_DOCUMENT SEGMENT:_
But in re­cent weeks, strategists said spec­u­la­tion that Gab­bard could join the Trump ad­min­is­tra­tion and a trip in which she met with Syr­i­an Pres­id­ent Bashar al-As­sad have raised ques­tions about her polit­ic­al fu­ture and as­pir­a­tions. Hawaii Demo­crats said voters back home are pay­ing at­ten­tion.

“Out of all of the is­sues that have got­ten her in the news so far, this is the most cov­er­age she’s ever got­ten on any single is­sue or in­cid­ent,” said state Sen. Stan­ley Chang, who like Gab­bard was elec­ted to the Hon­olulu City Coun­cil in 2010.

Hawaii news sources echoed the tone of sev­er­al Demo­crats who privately dis­cussed the trip with Na­tion­al Journ­al: con­fu­sion and frus­tra­tion. The Maui News ed­it­or­i­al board wrote that it was “baffled” by Gab­bard’s ac­tions, and the Hon­olulu Civil Beat wrote that she had “crossed the line with a secret trip to Syr­ia.” And on Sunday, a Hon­olulu Star-Ad­vert­iser colum­nist cri­ti­cized Gab­bard for com­par­ing her trip with the late Rep. Patsy Mink’s meet­ings at the Par­is Peace Talks dur­ing the Vi­et­nam War.

“Things like that can come back and haunt her next year,” said one Hawaii Demo­crat­ic strategist who re­ques­ted an­onym­ity to speak can­didly.

Chang, whose com­ments aligned with those of Demo­crat­ic strategists in the state, said that the un­usu­al cir­cum­stances sur­round­ing the trip co­in­cided with Trump’s elec­tion and the rise of a pro­gress­ive act­iv­ist corps in Hawaii to “cre­ate a lot of in­terest in the com­munity” about the trip.

Even if the con­tro­versy over the trip dies down, ob­serv­ers said it raised an im­port­ant ques­tion about Gab­bard’s fu­ture: Can her go-it-alone ap­proach to polit­ics trans­late in an era when Demo­crats around the coun­try seem in­creas­ingly united be­hind an anti-Trump move­ment?

_DIRECTION 1:_ Echo part of the passage about Gabbard's trip to Syria word for word: begin at the words "Chang, whose com­ments" and stop after "about the trip.".
_DIRECTION 2:_ According to the passage about Gabbard's trip to Syria, which state senator was elected to the Honolulu City Council in 2010, as Gabbard was?
The entries that follow are separate material, unrelated to the passage about Gabbard's trip to Syria.

_PROVIDED DATA:_
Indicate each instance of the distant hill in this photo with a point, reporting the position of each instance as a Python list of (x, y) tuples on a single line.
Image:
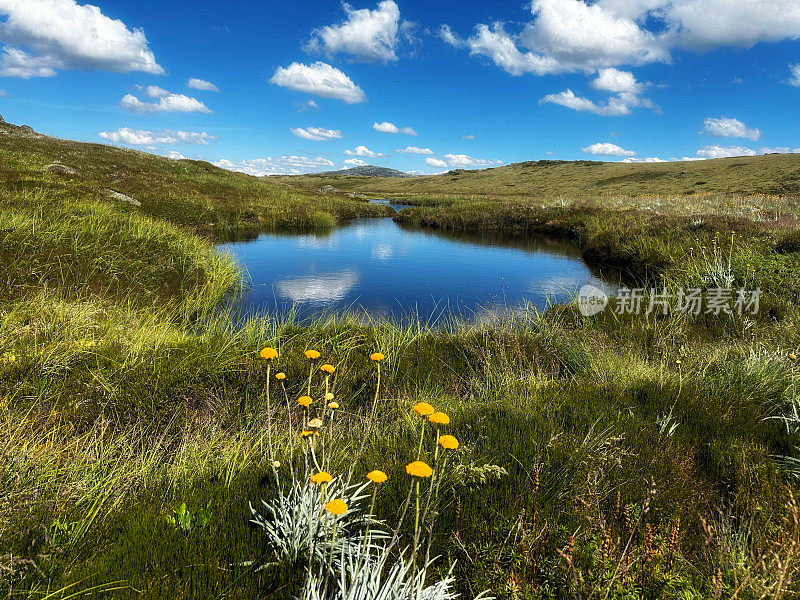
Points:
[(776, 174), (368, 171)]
==
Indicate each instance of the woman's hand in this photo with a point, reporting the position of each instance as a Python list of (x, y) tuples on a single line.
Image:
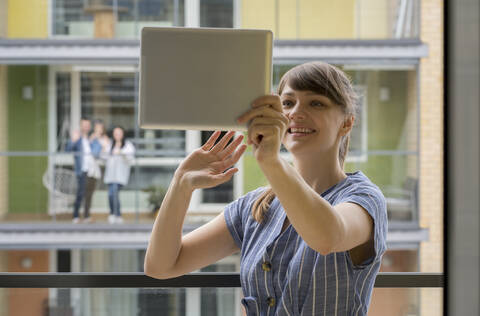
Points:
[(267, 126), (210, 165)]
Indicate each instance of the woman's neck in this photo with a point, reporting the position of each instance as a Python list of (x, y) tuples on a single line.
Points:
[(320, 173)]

_FULL RESPONSE 1:_
Chang, whose com­ments aligned with those of Demo­crat­ic strategists in the state, said that the un­usu­al cir­cum­stances sur­round­ing the trip co­in­cided with Trump’s elec­tion and the rise of a pro­gress­ive act­iv­ist corps in Hawaii to “cre­ate a lot of in­terest in the com­munity” about the trip.

_FULL RESPONSE 2:_ State Sen. Stanley Chang.